(Records from a dataset)
— start —

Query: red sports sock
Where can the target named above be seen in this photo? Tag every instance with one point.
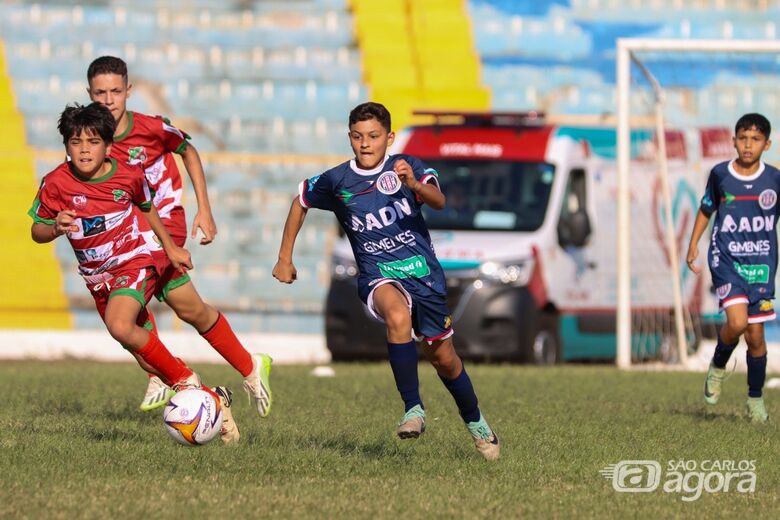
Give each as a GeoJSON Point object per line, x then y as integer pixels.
{"type": "Point", "coordinates": [158, 356]}
{"type": "Point", "coordinates": [224, 340]}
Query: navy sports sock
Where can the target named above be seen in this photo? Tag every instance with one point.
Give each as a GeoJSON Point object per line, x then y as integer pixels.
{"type": "Point", "coordinates": [756, 374]}
{"type": "Point", "coordinates": [463, 393]}
{"type": "Point", "coordinates": [403, 361]}
{"type": "Point", "coordinates": [722, 353]}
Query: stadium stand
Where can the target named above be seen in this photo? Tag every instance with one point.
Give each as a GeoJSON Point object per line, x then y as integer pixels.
{"type": "Point", "coordinates": [23, 304]}
{"type": "Point", "coordinates": [264, 88]}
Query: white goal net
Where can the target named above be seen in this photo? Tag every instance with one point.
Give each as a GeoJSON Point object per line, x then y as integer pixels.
{"type": "Point", "coordinates": [677, 103]}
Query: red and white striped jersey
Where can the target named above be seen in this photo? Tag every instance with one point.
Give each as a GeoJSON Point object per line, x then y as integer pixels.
{"type": "Point", "coordinates": [108, 218]}
{"type": "Point", "coordinates": [151, 141]}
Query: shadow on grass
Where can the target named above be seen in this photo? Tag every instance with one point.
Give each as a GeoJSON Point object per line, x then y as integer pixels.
{"type": "Point", "coordinates": [372, 449]}
{"type": "Point", "coordinates": [709, 415]}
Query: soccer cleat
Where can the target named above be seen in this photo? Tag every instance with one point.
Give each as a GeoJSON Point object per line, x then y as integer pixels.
{"type": "Point", "coordinates": [485, 439]}
{"type": "Point", "coordinates": [229, 432]}
{"type": "Point", "coordinates": [713, 384]}
{"type": "Point", "coordinates": [192, 381]}
{"type": "Point", "coordinates": [412, 424]}
{"type": "Point", "coordinates": [257, 384]}
{"type": "Point", "coordinates": [157, 395]}
{"type": "Point", "coordinates": [756, 410]}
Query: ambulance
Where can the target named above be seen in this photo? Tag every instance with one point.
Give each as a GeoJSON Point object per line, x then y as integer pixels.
{"type": "Point", "coordinates": [528, 237]}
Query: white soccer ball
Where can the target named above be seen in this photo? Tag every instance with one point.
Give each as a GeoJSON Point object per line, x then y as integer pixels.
{"type": "Point", "coordinates": [193, 417]}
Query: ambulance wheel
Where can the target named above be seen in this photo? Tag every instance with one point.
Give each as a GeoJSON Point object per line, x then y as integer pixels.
{"type": "Point", "coordinates": [546, 347]}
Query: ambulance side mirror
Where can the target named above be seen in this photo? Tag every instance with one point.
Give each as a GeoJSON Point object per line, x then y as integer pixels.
{"type": "Point", "coordinates": [574, 229]}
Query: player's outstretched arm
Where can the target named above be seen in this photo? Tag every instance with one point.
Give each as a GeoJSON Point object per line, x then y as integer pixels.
{"type": "Point", "coordinates": [179, 257]}
{"type": "Point", "coordinates": [284, 270]}
{"type": "Point", "coordinates": [428, 193]}
{"type": "Point", "coordinates": [64, 222]}
{"type": "Point", "coordinates": [204, 220]}
{"type": "Point", "coordinates": [693, 248]}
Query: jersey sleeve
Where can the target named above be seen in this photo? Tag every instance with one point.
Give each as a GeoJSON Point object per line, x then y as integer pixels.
{"type": "Point", "coordinates": [711, 197]}
{"type": "Point", "coordinates": [173, 139]}
{"type": "Point", "coordinates": [142, 194]}
{"type": "Point", "coordinates": [317, 192]}
{"type": "Point", "coordinates": [46, 205]}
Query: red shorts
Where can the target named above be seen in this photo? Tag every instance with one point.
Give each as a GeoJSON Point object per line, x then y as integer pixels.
{"type": "Point", "coordinates": [170, 278]}
{"type": "Point", "coordinates": [138, 283]}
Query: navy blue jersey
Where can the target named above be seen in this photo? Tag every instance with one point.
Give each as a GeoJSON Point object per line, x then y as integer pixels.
{"type": "Point", "coordinates": [383, 222]}
{"type": "Point", "coordinates": [743, 249]}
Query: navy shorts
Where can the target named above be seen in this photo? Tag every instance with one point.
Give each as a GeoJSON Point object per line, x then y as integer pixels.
{"type": "Point", "coordinates": [760, 307]}
{"type": "Point", "coordinates": [431, 319]}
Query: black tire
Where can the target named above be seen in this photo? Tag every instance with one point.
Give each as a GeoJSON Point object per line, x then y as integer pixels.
{"type": "Point", "coordinates": [545, 348]}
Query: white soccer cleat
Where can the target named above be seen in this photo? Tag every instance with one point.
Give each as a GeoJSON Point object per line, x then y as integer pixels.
{"type": "Point", "coordinates": [257, 384]}
{"type": "Point", "coordinates": [191, 382]}
{"type": "Point", "coordinates": [229, 433]}
{"type": "Point", "coordinates": [157, 395]}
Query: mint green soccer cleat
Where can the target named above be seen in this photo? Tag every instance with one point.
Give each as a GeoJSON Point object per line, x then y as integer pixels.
{"type": "Point", "coordinates": [713, 384]}
{"type": "Point", "coordinates": [485, 440]}
{"type": "Point", "coordinates": [258, 385]}
{"type": "Point", "coordinates": [756, 410]}
{"type": "Point", "coordinates": [412, 424]}
{"type": "Point", "coordinates": [157, 395]}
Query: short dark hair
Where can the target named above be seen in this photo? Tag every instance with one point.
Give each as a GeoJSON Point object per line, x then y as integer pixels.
{"type": "Point", "coordinates": [93, 118]}
{"type": "Point", "coordinates": [752, 120]}
{"type": "Point", "coordinates": [370, 110]}
{"type": "Point", "coordinates": [107, 65]}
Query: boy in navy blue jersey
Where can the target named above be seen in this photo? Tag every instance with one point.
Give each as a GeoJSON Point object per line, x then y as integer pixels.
{"type": "Point", "coordinates": [376, 198]}
{"type": "Point", "coordinates": [742, 256]}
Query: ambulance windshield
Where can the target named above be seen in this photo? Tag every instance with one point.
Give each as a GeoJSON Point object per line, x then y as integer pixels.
{"type": "Point", "coordinates": [491, 195]}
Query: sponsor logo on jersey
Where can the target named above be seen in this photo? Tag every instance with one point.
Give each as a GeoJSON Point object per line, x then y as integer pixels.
{"type": "Point", "coordinates": [388, 183]}
{"type": "Point", "coordinates": [767, 199]}
{"type": "Point", "coordinates": [382, 217]}
{"type": "Point", "coordinates": [80, 201]}
{"type": "Point", "coordinates": [749, 248]}
{"type": "Point", "coordinates": [120, 196]}
{"type": "Point", "coordinates": [390, 244]}
{"type": "Point", "coordinates": [93, 225]}
{"type": "Point", "coordinates": [758, 273]}
{"type": "Point", "coordinates": [754, 224]}
{"type": "Point", "coordinates": [136, 155]}
{"type": "Point", "coordinates": [412, 267]}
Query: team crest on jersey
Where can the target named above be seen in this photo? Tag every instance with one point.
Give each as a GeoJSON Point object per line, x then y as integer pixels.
{"type": "Point", "coordinates": [80, 201]}
{"type": "Point", "coordinates": [94, 225]}
{"type": "Point", "coordinates": [767, 199]}
{"type": "Point", "coordinates": [388, 183]}
{"type": "Point", "coordinates": [120, 195]}
{"type": "Point", "coordinates": [136, 155]}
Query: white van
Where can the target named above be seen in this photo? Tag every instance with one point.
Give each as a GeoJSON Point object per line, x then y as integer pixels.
{"type": "Point", "coordinates": [528, 237]}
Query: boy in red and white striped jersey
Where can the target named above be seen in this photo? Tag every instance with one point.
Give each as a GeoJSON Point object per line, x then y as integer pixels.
{"type": "Point", "coordinates": [150, 143]}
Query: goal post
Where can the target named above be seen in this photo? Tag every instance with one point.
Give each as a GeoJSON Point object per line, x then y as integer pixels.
{"type": "Point", "coordinates": [629, 53]}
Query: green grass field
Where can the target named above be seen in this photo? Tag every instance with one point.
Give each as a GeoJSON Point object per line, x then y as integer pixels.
{"type": "Point", "coordinates": [73, 445]}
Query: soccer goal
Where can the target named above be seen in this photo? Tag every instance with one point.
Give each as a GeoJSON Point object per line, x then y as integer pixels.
{"type": "Point", "coordinates": [677, 102]}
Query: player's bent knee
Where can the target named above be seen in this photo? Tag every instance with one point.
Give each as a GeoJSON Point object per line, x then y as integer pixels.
{"type": "Point", "coordinates": [121, 331]}
{"type": "Point", "coordinates": [399, 321]}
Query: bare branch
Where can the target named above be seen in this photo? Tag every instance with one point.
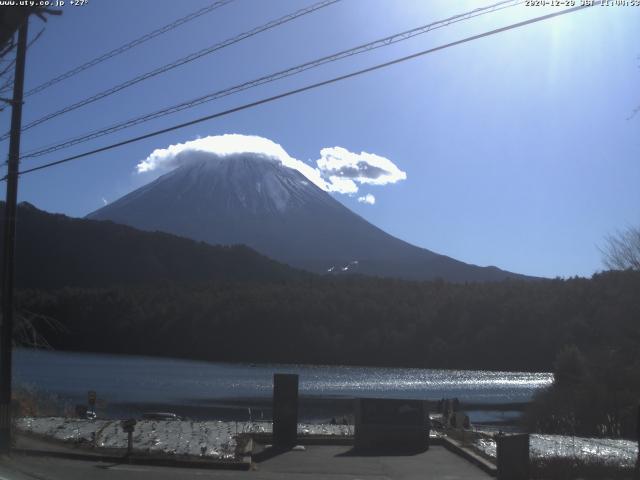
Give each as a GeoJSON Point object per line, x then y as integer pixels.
{"type": "Point", "coordinates": [622, 250]}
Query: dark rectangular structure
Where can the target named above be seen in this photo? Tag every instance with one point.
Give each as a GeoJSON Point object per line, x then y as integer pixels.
{"type": "Point", "coordinates": [391, 424]}
{"type": "Point", "coordinates": [285, 409]}
{"type": "Point", "coordinates": [513, 456]}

— end —

The lines to copy run from the line containing "Query: green grass field" through the end of the data above; copy exactly those, minus the pictures.

__EXERCISE RESPONSE__:
Query: green grass field
Where can the target named above be seen in this photo? Tag every instance with one point.
Give each as a GeoJSON Point object per line, x then y as integer pixels.
{"type": "Point", "coordinates": [73, 445]}
Query: soccer goal
Where can the target named above be seen in this photo? Tag every instance with one point.
Give each as a GeoJSON Point object per line, x then y as integer pixels.
{"type": "Point", "coordinates": [677, 102]}
Query: player's bent knee
Where can the target named above be seen in this photo? Tag every instance with one point.
Give each as a GeoJSON Point object per line, x then y as integer pixels.
{"type": "Point", "coordinates": [121, 331]}
{"type": "Point", "coordinates": [399, 321]}
Query: bare branch
Where can the target named above be seen in this photo? Tag every instance with one point.
Give each as a GeoJSON Point object per line, x then y as integer pixels.
{"type": "Point", "coordinates": [622, 250]}
Query: dark rectangular structure
Where can the target named above be seen in this photo? Tag every instance with one point.
Give each as a GeoJSON Point object per line, x then y as integer pixels.
{"type": "Point", "coordinates": [391, 424]}
{"type": "Point", "coordinates": [285, 409]}
{"type": "Point", "coordinates": [513, 456]}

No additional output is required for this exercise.